What you will do: From the data below, return all lines holding the string "grinder".

++++ Information

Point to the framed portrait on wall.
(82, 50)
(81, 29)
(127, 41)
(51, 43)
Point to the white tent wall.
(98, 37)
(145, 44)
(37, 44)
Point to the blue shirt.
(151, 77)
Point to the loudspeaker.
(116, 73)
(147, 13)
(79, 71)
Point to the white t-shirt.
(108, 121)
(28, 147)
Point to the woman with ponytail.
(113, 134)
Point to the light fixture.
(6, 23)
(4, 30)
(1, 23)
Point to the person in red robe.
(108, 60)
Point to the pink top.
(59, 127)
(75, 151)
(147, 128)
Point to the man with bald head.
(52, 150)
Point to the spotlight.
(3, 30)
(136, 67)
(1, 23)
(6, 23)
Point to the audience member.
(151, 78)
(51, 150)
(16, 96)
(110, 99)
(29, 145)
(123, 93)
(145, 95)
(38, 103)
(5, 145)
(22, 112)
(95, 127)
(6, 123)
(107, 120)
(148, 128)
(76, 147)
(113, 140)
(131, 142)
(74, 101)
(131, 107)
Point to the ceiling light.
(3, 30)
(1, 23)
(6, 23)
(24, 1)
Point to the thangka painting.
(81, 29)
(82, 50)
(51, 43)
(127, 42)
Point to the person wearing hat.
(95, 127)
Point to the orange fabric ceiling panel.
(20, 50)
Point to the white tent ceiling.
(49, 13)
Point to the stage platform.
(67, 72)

++++++++
++++ Information

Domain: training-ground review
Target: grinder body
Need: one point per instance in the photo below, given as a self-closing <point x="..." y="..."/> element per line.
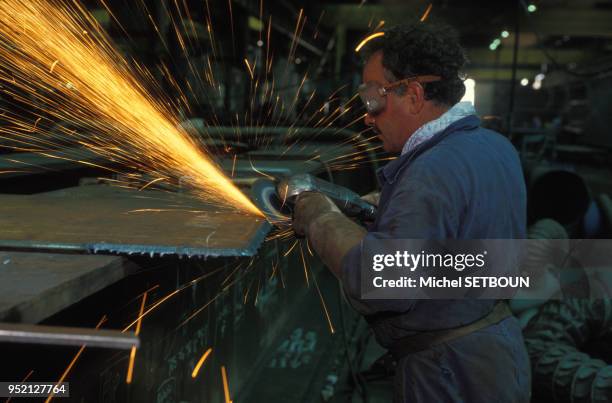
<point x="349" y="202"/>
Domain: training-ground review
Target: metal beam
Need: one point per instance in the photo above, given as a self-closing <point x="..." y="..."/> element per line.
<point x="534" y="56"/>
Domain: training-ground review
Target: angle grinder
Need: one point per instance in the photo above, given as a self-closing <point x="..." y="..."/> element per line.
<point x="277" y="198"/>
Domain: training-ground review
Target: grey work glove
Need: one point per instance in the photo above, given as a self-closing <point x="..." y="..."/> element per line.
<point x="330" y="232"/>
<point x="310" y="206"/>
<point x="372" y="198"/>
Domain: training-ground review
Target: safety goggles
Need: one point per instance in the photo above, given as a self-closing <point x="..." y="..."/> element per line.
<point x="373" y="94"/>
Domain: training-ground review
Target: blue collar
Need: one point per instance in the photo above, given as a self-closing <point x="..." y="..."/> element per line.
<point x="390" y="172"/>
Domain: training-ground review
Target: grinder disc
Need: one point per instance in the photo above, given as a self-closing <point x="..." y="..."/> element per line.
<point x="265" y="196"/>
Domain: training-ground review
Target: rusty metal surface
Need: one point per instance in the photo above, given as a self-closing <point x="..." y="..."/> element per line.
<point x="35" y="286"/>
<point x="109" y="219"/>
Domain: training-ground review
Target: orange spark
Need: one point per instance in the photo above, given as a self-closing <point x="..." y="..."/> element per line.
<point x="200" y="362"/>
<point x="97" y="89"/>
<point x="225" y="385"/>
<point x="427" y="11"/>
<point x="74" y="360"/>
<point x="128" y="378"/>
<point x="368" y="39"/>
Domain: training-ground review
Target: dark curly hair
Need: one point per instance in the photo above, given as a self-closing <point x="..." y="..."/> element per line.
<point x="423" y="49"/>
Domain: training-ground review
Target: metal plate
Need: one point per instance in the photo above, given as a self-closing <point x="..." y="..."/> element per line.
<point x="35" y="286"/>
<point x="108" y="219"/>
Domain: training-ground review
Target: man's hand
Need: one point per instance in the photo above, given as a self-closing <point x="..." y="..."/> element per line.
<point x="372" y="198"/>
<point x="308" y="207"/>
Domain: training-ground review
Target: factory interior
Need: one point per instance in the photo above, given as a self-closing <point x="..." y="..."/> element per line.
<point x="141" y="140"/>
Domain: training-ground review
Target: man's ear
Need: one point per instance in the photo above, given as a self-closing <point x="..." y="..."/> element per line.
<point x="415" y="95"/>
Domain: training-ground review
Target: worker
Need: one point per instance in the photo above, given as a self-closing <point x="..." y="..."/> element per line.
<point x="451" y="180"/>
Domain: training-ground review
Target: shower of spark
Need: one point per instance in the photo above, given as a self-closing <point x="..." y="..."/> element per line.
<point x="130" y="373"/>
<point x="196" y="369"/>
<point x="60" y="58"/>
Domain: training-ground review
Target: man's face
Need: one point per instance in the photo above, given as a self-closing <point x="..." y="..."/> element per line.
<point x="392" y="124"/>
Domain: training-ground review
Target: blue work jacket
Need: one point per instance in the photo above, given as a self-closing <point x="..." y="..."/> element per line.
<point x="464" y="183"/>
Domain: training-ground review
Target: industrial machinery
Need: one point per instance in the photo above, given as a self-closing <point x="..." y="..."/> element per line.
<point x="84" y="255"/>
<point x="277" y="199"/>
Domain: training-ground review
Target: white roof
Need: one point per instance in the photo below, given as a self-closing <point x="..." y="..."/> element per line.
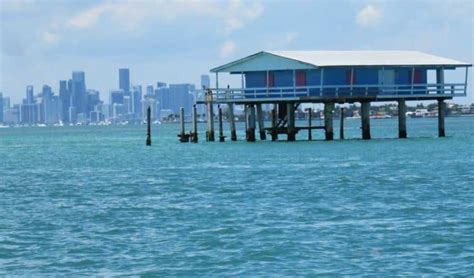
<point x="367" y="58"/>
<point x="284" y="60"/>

++++++++

Exercise solution:
Target: grinder body
Target: angle grinder
Target: grinder disc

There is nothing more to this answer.